- What you are asked to do
Pick out each line in the listing below that contains the word "positive", and copy those lines out in full.

━━ Records for the exercise ━━

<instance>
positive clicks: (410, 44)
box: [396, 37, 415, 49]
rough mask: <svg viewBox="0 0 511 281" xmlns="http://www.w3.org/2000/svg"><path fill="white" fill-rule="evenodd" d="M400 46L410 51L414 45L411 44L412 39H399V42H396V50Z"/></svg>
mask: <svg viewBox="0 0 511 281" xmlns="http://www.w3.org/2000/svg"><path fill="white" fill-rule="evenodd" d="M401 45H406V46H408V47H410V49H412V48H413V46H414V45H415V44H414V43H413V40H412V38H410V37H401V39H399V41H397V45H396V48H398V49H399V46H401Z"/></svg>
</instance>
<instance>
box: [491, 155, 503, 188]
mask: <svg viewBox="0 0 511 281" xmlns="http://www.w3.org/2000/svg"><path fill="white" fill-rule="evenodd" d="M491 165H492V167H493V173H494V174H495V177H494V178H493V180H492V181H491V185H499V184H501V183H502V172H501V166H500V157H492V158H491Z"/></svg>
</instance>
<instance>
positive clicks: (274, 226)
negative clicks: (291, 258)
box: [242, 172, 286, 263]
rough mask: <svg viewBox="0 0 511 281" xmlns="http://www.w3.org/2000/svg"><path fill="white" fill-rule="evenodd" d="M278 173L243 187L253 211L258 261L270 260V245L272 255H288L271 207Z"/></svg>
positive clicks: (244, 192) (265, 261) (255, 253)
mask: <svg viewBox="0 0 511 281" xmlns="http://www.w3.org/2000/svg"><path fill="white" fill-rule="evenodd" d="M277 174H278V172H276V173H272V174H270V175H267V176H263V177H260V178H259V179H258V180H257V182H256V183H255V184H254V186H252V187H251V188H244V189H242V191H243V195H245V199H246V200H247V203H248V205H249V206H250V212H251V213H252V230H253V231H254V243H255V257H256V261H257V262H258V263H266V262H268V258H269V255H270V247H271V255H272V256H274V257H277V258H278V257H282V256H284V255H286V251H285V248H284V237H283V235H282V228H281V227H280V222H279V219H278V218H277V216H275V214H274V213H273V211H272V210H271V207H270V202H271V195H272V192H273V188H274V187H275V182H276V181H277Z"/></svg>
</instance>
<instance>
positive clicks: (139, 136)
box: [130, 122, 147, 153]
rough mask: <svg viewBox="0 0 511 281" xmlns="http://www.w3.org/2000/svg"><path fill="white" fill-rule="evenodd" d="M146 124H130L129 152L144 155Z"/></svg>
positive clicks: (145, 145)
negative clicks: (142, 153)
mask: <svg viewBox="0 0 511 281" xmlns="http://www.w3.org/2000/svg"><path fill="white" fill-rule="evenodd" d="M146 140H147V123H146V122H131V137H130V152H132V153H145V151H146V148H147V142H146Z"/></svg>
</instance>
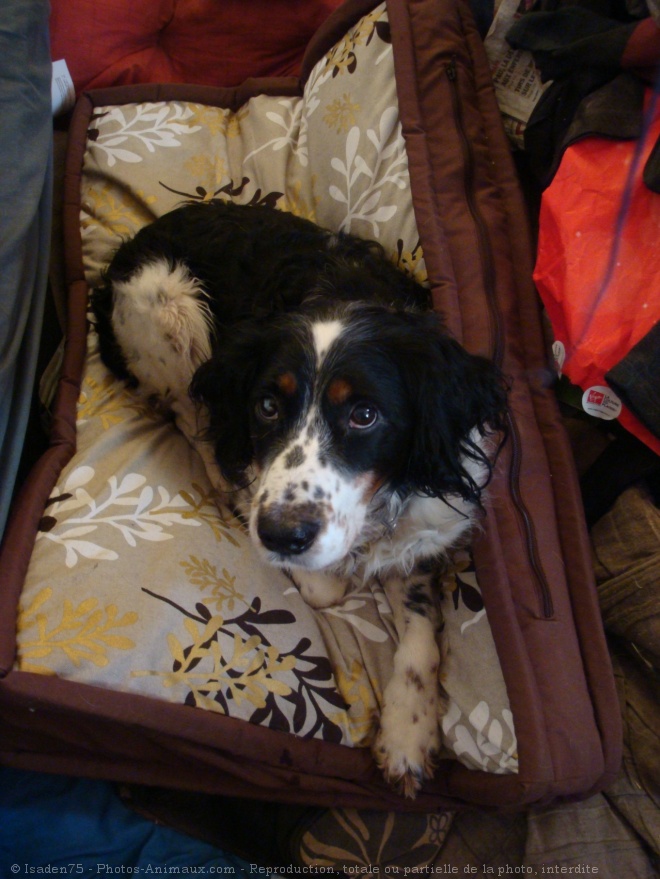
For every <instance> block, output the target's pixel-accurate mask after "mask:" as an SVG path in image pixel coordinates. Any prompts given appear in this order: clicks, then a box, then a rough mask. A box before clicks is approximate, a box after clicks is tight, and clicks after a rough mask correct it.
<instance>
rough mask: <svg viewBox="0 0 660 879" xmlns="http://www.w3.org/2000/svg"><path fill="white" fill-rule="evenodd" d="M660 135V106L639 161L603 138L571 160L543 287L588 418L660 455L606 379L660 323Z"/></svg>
mask: <svg viewBox="0 0 660 879" xmlns="http://www.w3.org/2000/svg"><path fill="white" fill-rule="evenodd" d="M651 101H652V97H651V95H650V94H649V95H648V96H647V107H648V106H651ZM658 136H660V101H658V102H657V103H656V107H655V111H654V118H653V120H652V122H651V124H650V126H649V130H648V132H647V134H646V136H645V137H644V139H643V142H642V143H641V144H639V147H640V148H641V149H640V150H639V153H637V150H638V144H637V142H635V141H613V140H608V139H606V138H597V137H592V138H586V139H585V140H582V141H579V142H578V143H576V144H574V145H573V146H571V147H569V148H568V149H567V150H566V151H565V153H564V155H563V157H562V161H561V164H560V166H559V169H558V171H557V173H556V175H555V177H554V179H553V181H552V183H551V184H550V186H549V187H548V188H547V189H546V191H545V192H544V194H543V199H542V204H541V213H540V227H539V244H538V254H537V261H536V268H535V272H534V279H535V281H536V285H537V288H538V290H539V293H540V295H541V298H542V299H543V303H544V305H545V307H546V309H547V311H548V315H549V318H550V321H551V323H552V328H553V331H554V334H555V339H556V349H555V350H556V354H558V356H557V359H558V364H559V365H560V367H561V369H562V371H563V373H564V374H565V375H566V376H568V378H569V379H570V380H571V381H572V382H573V383H574V384H576V385H579V386H580V387H581V388H582V390H583V391H584V396H583V407H584V408H585V410H586V411H588V412H590V414H592V415H597V416H599V417H601V418H606V419H611V418H618V419H619V421H620V423H621V424H622V425H623V426H624V427H625V428H626V429H627V430H629V431H630V432H631V433H633V434H634V435H635V436H637V437H638V438H639V439H641V440H642V441H643V442H645V443H646V444H647V445H648V446H650V447H651V448H652V449H653V450H654V451H655V452H656V453H658V454H660V440H659V439H658V438H657V437H656V436H655V435H654V434H653V433H651V431H649V430H648V429H647V428H646V427H645V426H644V425H643V424H642V423H641V422H640V421H639V419H638V418H637V417H636V416H635V415H634V414H633V413H632V412H631V411H630V410H629V409H628V408H627V407H626V406H625V405H624V404H623V403H622V402H621V401H620V400H619V398H618V397H617V396H616V394H615V393H614V392H613V391H612V389H611V388H609V387H608V385H607V382H606V380H605V377H604V376H605V373H606V372H607V371H608V370H609V369H611V368H612V367H613V366H615V365H616V364H617V363H618V362H619V361H620V360H622V359H623V357H625V355H626V354H627V353H628V351H630V349H631V348H632V347H633V346H634V345H635V344H636V343H637V342H639V341H640V339H642V338H643V337H644V336H645V335H646V334H647V333H648V332H649V331H650V330H651V328H652V327H653V326H654V324H655V323H656V322H657V321H658V319H659V318H660V195H658V194H656V193H653V192H651V190H650V189H648V187H646V186H645V185H644V183H643V181H642V173H643V169H644V165H645V163H646V160H647V158H648V155H649V153H650V152H651V150H652V148H653V146H654V144H655V142H656V140H657V139H658Z"/></svg>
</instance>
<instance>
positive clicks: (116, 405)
mask: <svg viewBox="0 0 660 879" xmlns="http://www.w3.org/2000/svg"><path fill="white" fill-rule="evenodd" d="M126 410H129V411H133V412H134V413H135V414H136V415H139V416H140V417H143V418H150V419H152V420H160V417H161V416H160V415H159V414H158V412H157V411H156V410H155V409H154V407H153V406H149V405H148V404H147V402H146V401H145V400H142V399H141V398H140V397H138V396H137V395H136V394H132V393H130V391H128V390H127V389H126V388H125V387H124V386H123V384H122V383H120V382H118V381H117V379H116V378H115V377H114V376H112V375H110V374H108V375H105V376H104V377H103V379H102V380H101V381H97V380H96V379H95V378H94V377H93V376H91V375H87V376H86V377H85V380H84V382H83V386H82V388H81V391H80V397H79V398H78V420H79V421H85V420H87V419H89V418H95V417H98V418H99V419H100V421H101V426H102V428H103V430H108V429H109V428H111V427H112V426H113V425H115V424H120V423H121V422H122V421H123V420H124V419H125V417H126Z"/></svg>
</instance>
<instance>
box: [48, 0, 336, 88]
mask: <svg viewBox="0 0 660 879" xmlns="http://www.w3.org/2000/svg"><path fill="white" fill-rule="evenodd" d="M341 2H342V0H103V2H98V0H51V19H50V29H51V54H52V58H53V60H54V61H55V60H58V59H60V58H63V59H64V60H65V61H66V63H67V66H68V68H69V71H70V73H71V76H72V78H73V81H74V85H75V88H76V93H79V92H80V91H81V90H82V89H84V88H97V87H105V86H110V85H123V84H126V83H134V82H187V83H198V84H202V85H215V86H235V85H239V84H240V83H241V82H243V81H244V80H245V79H247V78H248V77H250V76H288V75H296V74H298V73H299V69H300V62H301V60H302V56H303V53H304V50H305V47H306V46H307V43H308V42H309V39H310V37H311V36H312V35H313V34H314V33H315V31H316V30H317V28H318V27H319V25H320V24H321V23H322V22H323V21H324V20H325V18H327V16H328V15H329V14H330V13H331V12H332V11H333V10H334V9H335V8H336V7H337V6H340V5H341Z"/></svg>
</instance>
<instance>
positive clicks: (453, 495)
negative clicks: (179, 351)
mask: <svg viewBox="0 0 660 879" xmlns="http://www.w3.org/2000/svg"><path fill="white" fill-rule="evenodd" d="M191 393H192V395H193V397H194V398H195V399H197V400H198V401H201V402H202V403H204V404H205V405H206V407H207V408H208V412H209V424H210V429H209V433H210V436H209V438H210V439H211V440H212V441H213V442H214V443H215V454H216V457H217V461H218V464H219V466H220V468H221V470H222V472H223V475H224V477H225V478H226V479H227V480H228V481H229V482H231V483H233V484H235V485H237V486H241V485H246V484H247V483H248V482H252V485H253V502H252V508H251V514H250V531H251V534H252V537H253V538H254V540H255V542H256V544H257V545H258V546H260V547H261V548H262V551H263V553H264V555H265V556H266V558H267V559H268V560H269V561H270V562H271V563H274V564H280V565H284V566H294V567H295V566H299V567H304V568H308V569H321V568H325V567H329V566H332V565H336V564H338V563H340V562H341V560H342V559H344V557H345V556H346V555H347V554H349V553H350V552H351V551H352V550H353V549H355V548H356V547H357V546H358V545H359V543H360V540H361V533H362V529H363V527H364V524H365V521H366V519H367V518H368V514H369V510H370V508H371V509H373V507H374V505H376V506H377V505H378V504H382V502H383V501H382V499H383V497H384V496H385V497H387V498H389V497H392V496H399V497H401V498H404V497H406V496H408V495H410V494H412V493H417V494H421V495H426V496H432V497H442V498H443V499H446V500H447V502H448V503H450V504H451V503H452V499H453V501H454V502H456V501H457V500H458V499H462V500H464V501H467V502H468V503H469V504H478V503H479V498H480V493H481V490H482V488H483V486H484V485H485V483H486V482H487V481H488V478H489V474H490V463H489V457H488V454H487V452H486V451H485V445H486V444H485V438H486V437H487V436H488V435H489V434H491V433H493V432H497V431H500V430H501V429H502V427H503V422H504V411H505V400H506V390H505V387H504V382H503V381H502V378H501V375H500V373H499V370H498V369H497V368H496V367H495V366H494V364H493V363H492V362H490V361H489V360H487V359H485V358H482V357H478V356H473V355H471V354H468V353H467V352H466V351H465V350H464V349H463V348H462V347H461V346H460V345H459V344H458V343H457V342H456V341H455V340H453V339H452V338H451V337H449V336H448V335H447V334H446V333H445V332H444V331H443V329H442V327H441V325H440V323H439V321H438V318H437V316H436V315H434V314H432V313H415V312H408V311H395V310H391V309H389V308H386V307H382V306H376V305H371V304H362V303H359V304H356V303H353V304H341V305H339V306H335V307H334V308H332V309H330V308H328V307H327V306H325V307H323V308H322V309H320V310H318V309H314V308H312V309H309V310H308V311H307V313H305V312H304V311H303V312H301V313H295V314H287V315H279V316H277V317H274V318H271V319H270V320H268V321H265V320H264V321H256V322H255V321H246V322H244V324H243V325H241V326H239V327H238V328H236V327H235V328H233V329H232V332H231V335H228V336H227V337H226V338H224V339H221V340H219V344H218V346H217V353H216V354H215V355H214V357H213V358H212V359H211V360H210V361H208V362H207V363H205V364H204V365H203V366H202V367H200V369H199V370H198V372H197V373H196V375H195V377H194V380H193V383H192V386H191Z"/></svg>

━━━

- Response
positive clicks: (410, 44)
positive clicks: (274, 226)
positive clicks: (244, 192) (265, 261) (255, 253)
positive clicks: (139, 136)
positive clicks: (145, 145)
positive clicks: (116, 405)
positive clicks: (453, 495)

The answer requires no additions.